* Working data
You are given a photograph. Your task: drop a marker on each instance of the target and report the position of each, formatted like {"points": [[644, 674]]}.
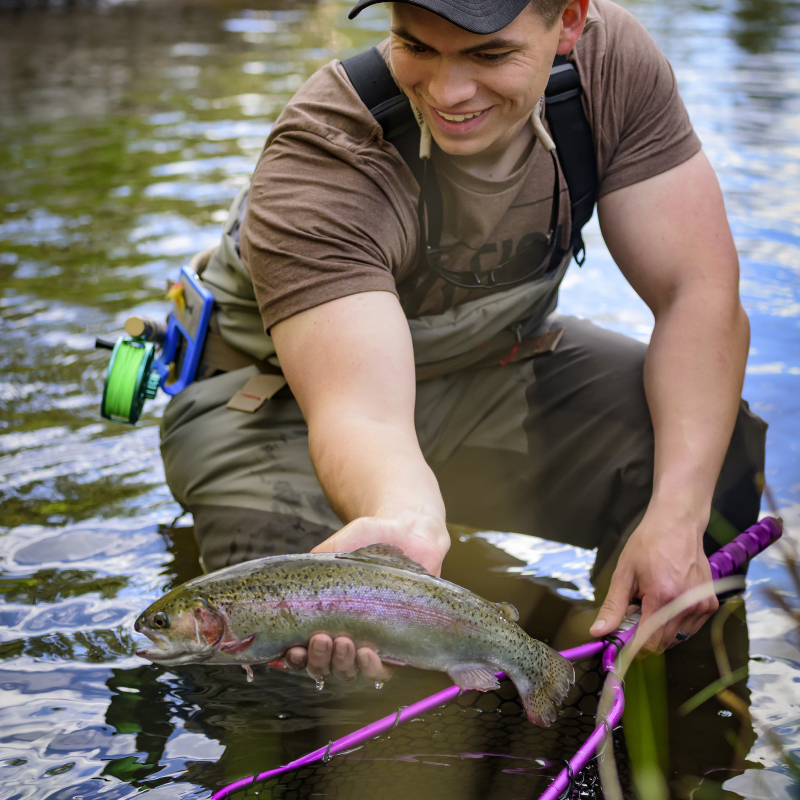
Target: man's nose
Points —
{"points": [[450, 85]]}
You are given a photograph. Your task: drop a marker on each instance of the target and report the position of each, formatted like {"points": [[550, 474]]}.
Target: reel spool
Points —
{"points": [[134, 373], [130, 380]]}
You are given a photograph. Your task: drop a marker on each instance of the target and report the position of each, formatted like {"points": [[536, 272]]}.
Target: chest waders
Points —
{"points": [[489, 330]]}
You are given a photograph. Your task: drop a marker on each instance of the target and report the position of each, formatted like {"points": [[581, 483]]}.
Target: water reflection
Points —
{"points": [[762, 24], [125, 130]]}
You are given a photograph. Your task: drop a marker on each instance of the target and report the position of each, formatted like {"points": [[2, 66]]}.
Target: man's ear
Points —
{"points": [[572, 22]]}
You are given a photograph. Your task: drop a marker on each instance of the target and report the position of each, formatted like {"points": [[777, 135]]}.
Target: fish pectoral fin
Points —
{"points": [[508, 611], [237, 645], [473, 676], [386, 555]]}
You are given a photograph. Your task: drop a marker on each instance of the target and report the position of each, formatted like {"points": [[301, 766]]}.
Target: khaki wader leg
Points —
{"points": [[246, 478], [568, 456]]}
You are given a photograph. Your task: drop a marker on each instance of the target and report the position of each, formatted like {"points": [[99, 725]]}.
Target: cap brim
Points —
{"points": [[475, 16]]}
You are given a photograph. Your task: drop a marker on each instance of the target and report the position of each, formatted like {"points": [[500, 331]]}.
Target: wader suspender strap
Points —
{"points": [[573, 137], [569, 127]]}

* Set problem
Leave out the pictures and copy every record above exactly.

* Answer in full
You are given a photograph. Your task: drop a marker on each instance of the target and report the position of each, formatted like {"points": [[644, 674]]}.
Target: man's nose
Points —
{"points": [[450, 85]]}
You are given a photograph. Your task: drop a marker on each instance of the target and report the position of each, formatted like {"points": [[550, 474]]}.
Target: reel spool
Points —
{"points": [[134, 373], [130, 380]]}
You are given a photograph. Your task: drop a marker on each instance of the target and report the position of each, formatted like {"points": [[536, 272]]}.
Target: chest waders
Points —
{"points": [[489, 330]]}
You are given a photograph. Your task: drop a marker on each instance of the target and report the position of each, formatted like {"points": [[581, 483]]}.
Target: water reflection
Points —
{"points": [[762, 24], [125, 130]]}
You are given a photograph. Your task: drop a marker on each instance of the target and report the position of each, formatted like {"points": [[2, 66]]}.
Target: man's ear
Points —
{"points": [[572, 22]]}
You are given a photograph. Your task: drop a marker on each instance of the target and report the position of each, formatted like {"points": [[777, 135]]}.
Target: fish pectoral fin
Points —
{"points": [[508, 611], [237, 645], [473, 676], [386, 555]]}
You are given a photograph. Your task: drop a marker on each instance of the target and report the position of each, formatted like {"points": [[301, 766]]}.
Target: khaki wader leg
Points —
{"points": [[246, 478], [568, 456]]}
You are given a photograph. Your task: drop a marker on each instance of the target and report the position of each, formatted like {"points": [[99, 725]]}.
Target: cap brim
Points —
{"points": [[475, 16]]}
You are given a photograph. Your task: drop a marker on each instance of the target and report the position of each, formatted like {"points": [[500, 331]]}.
Target: wader suspender strap
Points —
{"points": [[573, 137], [569, 127]]}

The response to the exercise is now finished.